**Goal of the exercise**: Reproduce every record below exactly as written, leaving out any pictures.
══ Source data
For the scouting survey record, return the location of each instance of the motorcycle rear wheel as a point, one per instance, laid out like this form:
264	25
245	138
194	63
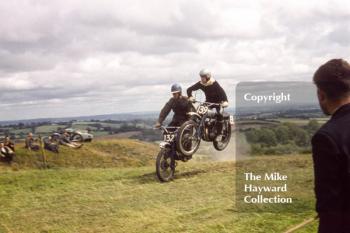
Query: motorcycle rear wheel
165	172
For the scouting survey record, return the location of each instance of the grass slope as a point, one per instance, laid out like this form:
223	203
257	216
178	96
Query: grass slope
106	153
200	199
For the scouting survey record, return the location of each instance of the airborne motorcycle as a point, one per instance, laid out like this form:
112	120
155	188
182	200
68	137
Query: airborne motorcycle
167	156
203	126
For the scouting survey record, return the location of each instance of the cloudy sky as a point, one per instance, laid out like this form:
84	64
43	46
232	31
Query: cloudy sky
72	58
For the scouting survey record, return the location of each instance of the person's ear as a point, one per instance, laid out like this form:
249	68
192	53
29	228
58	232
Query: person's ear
321	95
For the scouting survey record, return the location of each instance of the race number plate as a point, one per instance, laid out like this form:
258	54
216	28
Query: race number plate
169	137
231	120
202	110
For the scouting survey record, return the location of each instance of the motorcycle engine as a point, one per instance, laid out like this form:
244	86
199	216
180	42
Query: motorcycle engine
210	130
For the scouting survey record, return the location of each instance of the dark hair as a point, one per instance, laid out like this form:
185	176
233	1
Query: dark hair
333	78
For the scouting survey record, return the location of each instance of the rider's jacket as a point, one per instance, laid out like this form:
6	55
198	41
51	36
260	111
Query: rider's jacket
180	108
212	90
════
**Solution to the exercise**:
For the scouting survey record, return the location of each instance of the motorcycle rear wheel as a point, one per instance, laid out like this form:
264	25
245	138
194	63
Query: motorcycle rear wheel
165	172
For the scouting survey record, return the location of each instance of the grass slope as a point, one per instance, laid out like this form:
223	203
257	216
178	96
Query: grass slope
106	153
200	199
For the scouting survey record, return the location of each instance of the airborne motorcycle as a point, one per instance, laid out like this form:
112	120
155	188
182	200
68	137
Query: airborne motorcycle
167	156
203	126
For the scouting survey record, return the location of each instance of the cloudy sky as a point, one per instance, laid out like this form:
84	64
43	46
232	31
Query: cloudy sky
72	58
For the scouting survey record, return the location of each instance of the person's ear as a point, one per instance, laid out like this form:
249	68
192	53
29	228
58	232
Query: person's ear
321	95
For the scouting survey record, return the location of each instance of the race number plate as a point, one per instance, laid out like this form:
258	54
216	28
Query: race number plate
169	137
231	120
202	110
For the scouting survey record, return the location of each instance of the motorcycle engine as a point, one per instance, laid out like this form:
244	86
199	216
180	42
Query: motorcycle engine
210	130
For the scouting survey record, return the location of each instance of the dark hair as a point, one per instance, laid out like this form:
185	176
233	1
Query: dark hair
333	78
For the scouting survey record, return the location of each instance of the rider's jacket as a point, one per instance, laid out like this form:
6	55
198	41
51	36
260	111
Query: rider's jacket
180	108
212	90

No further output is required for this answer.